• [What to do]:
Type out the records that follow, exactly as given.

• [Dataset]:
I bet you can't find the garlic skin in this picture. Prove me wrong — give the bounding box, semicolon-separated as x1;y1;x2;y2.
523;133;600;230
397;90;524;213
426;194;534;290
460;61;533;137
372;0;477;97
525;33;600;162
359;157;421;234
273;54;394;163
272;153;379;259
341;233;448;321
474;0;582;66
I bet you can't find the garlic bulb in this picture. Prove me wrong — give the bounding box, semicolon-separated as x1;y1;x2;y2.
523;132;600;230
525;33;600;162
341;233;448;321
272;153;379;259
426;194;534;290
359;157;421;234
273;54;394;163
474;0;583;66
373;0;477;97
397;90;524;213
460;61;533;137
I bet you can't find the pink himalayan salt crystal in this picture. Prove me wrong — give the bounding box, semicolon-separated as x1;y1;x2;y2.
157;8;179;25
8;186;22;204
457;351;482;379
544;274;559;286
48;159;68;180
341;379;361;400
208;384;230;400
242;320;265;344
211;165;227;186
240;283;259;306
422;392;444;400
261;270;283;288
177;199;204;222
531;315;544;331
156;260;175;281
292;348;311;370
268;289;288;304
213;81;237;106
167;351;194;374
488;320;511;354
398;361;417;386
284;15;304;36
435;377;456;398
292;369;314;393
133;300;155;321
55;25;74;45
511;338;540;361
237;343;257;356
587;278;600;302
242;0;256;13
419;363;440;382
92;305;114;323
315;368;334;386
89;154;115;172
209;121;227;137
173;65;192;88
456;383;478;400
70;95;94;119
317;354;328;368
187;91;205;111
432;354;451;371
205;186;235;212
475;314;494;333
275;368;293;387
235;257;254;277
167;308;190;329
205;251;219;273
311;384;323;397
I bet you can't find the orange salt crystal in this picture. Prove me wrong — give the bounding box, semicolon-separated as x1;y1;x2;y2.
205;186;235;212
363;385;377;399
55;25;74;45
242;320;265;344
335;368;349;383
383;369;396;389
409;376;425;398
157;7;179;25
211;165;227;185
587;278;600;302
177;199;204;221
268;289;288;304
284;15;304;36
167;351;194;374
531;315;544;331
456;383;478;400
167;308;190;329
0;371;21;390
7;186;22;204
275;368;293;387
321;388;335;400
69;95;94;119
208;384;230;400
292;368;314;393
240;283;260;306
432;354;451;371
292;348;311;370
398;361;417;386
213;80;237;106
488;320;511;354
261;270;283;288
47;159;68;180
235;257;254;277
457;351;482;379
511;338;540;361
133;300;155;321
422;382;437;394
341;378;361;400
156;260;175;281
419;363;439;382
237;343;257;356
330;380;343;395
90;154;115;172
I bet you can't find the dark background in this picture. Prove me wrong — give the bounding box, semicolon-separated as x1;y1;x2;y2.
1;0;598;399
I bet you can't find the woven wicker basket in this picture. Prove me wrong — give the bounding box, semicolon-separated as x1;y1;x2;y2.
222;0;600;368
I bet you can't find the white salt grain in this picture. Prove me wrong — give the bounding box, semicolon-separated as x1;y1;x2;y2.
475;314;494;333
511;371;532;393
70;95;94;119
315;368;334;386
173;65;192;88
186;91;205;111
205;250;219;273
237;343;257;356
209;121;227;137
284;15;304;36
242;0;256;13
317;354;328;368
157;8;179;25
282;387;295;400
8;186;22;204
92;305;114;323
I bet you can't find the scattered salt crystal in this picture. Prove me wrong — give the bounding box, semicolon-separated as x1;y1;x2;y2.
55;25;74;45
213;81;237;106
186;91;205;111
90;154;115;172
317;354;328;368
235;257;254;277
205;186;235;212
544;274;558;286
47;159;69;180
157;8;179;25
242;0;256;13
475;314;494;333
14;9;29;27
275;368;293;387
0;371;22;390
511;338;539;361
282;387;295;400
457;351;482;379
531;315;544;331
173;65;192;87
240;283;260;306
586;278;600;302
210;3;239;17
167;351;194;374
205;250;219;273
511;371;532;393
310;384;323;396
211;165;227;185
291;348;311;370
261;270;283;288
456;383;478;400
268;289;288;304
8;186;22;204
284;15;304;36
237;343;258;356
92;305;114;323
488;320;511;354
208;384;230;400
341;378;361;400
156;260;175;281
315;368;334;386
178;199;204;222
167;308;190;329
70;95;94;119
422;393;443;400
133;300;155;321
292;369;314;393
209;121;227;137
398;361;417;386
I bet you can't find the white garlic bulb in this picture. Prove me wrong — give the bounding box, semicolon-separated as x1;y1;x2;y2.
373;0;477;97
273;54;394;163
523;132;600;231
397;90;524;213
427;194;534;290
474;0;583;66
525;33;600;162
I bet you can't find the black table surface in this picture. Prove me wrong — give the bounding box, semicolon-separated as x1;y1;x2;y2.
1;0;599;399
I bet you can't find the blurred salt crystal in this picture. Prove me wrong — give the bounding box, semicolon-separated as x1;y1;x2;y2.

• [Task result]:
I bet you can't find the garlic skin in this picture. Prove me wrong — give the bounding box, semicolon-separated as x1;y1;x2;y2.
523;133;600;230
397;90;524;213
426;194;534;290
460;61;533;137
372;0;477;97
525;33;600;162
359;157;421;234
273;54;394;163
272;153;379;259
341;233;448;321
474;0;582;66
I bet you can't find the garlic bulb in this picture. Prove me wrong — give the bounding box, semicolon-separated as x1;y1;x2;y2.
523;132;600;230
525;33;600;162
341;233;448;321
272;153;379;259
426;194;534;290
359;157;421;234
273;54;394;163
474;0;583;66
373;0;477;97
397;90;524;213
460;61;533;137
I bet you can't find the pink himalayan salt crystal in this picture. Prove me wrong — give the bounding box, semicolon-separated as x1;y1;x2;y2.
157;8;179;25
8;186;22;204
457;351;482;379
544;274;559;286
48;159;68;180
341;379;361;400
208;384;230;400
242;320;265;344
211;165;227;186
240;283;259;306
422;392;444;400
261;270;283;288
177;199;204;222
531;315;544;331
156;260;175;281
292;348;311;370
268;289;288;304
213;81;237;106
167;351;194;374
488;320;511;354
398;361;417;386
284;15;304;36
435;377;456;398
292;369;314;393
133;300;155;321
55;25;74;45
511;338;540;361
237;343;257;356
587;278;600;302
242;0;256;13
419;363;440;382
92;305;114;323
315;368;334;386
89;154;115;172
209;121;227;137
173;65;192;88
456;383;478;400
70;95;94;119
317;354;328;368
187;91;205;111
432;354;451;371
205;186;235;212
475;314;494;333
275;368;293;387
235;257;254;277
167;308;190;329
205;251;219;273
311;384;323;397
I bet you can't find the orange salt crystal in this picture. Prove me wrong — give the bounding box, semicolon-separated as x1;y1;x2;y2.
205;186;235;212
363;385;377;399
55;25;74;45
242;320;265;344
335;368;349;383
383;369;396;389
409;376;425;398
157;7;179;25
211;165;227;185
587;278;600;302
177;199;204;221
268;289;288;304
284;15;304;36
167;351;194;374
531;315;544;331
456;383;478;400
167;308;190;329
0;371;21;390
7;186;22;204
275;368;293;387
321;388;335;400
69;95;94;119
208;384;230;400
292;368;314;393
240;283;260;306
432;354;451;371
292;348;311;370
398;361;417;386
213;80;237;106
488;320;511;354
261;270;283;288
47;159;68;180
235;257;254;277
457;351;482;379
511;338;540;361
133;300;155;321
422;382;437;394
341;378;361;400
156;260;175;281
419;363;439;382
237;343;257;356
330;380;343;395
90;154;115;172
I bet you can't find the dark background in this picture. Prove me wrong — give the bounding box, semicolon-separated as x1;y1;x2;y2.
1;0;598;399
I bet you can't find the woven wicker basket in this picture. Prove me wrong — give the bounding box, semicolon-separated as x1;y1;x2;y2.
222;0;600;368
I bet you can't find the white salt grain in this picture. Prove me wrong — give the bounding box, semicolon-separated as x1;y1;x2;y2.
475;314;494;333
511;371;532;393
70;95;94;119
315;368;334;386
173;65;192;88
186;91;205;111
205;250;219;273
237;343;257;356
209;121;227;137
284;15;304;36
242;0;256;13
317;354;328;368
157;8;179;25
282;387;295;400
8;186;22;204
92;305;114;323
I bet you can't find the scattered salt crystal in this picture. Prove me wrong — give the bounding box, semicolon-separated as x1;y1;x2;y2.
55;25;74;45
213;81;237;106
186;91;205;111
90;154;115;172
317;354;328;368
235;257;254;277
205;186;235;212
544;274;558;286
47;159;69;180
157;8;179;25
242;0;256;13
475;314;494;333
14;9;29;27
275;368;293;387
0;371;22;390
511;338;539;361
282;387;295;400
457;351;482;379
531;315;544;331
173;65;192;87
240;283;260;306
586;278;600;302
210;3;239;17
167;351;194;374
205;250;219;273
511;371;532;393
310;384;323;396
211;165;227;185
291;348;311;370
261;270;283;288
456;383;478;400
268;289;288;304
8;186;22;204
284;15;304;36
237;343;258;356
92;305;114;323
488;320;511;354
208;384;230;400
341;378;361;400
156;260;175;281
315;368;334;386
178;199;204;222
167;308;190;329
70;95;94;119
422;393;443;400
133;300;155;321
292;369;314;393
209;121;227;137
398;361;417;386
I bet you can't find the white garlic bulb in this picture. Prove me wrong — give the bounding box, semicolon-separated as x1;y1;x2;y2.
373;0;477;97
273;54;394;163
523;132;600;231
397;90;524;213
427;194;534;290
474;0;583;66
525;33;600;162
I bet you can't find the black table surface in this picture. Prove me wrong — give the bounding box, semicolon-separated as x1;y1;x2;y2.
1;0;599;399
I bet you can't find the blurred salt crystal in this picture. Prove me wrong — give the bounding box, semicolon-separated as x1;y1;x2;y2.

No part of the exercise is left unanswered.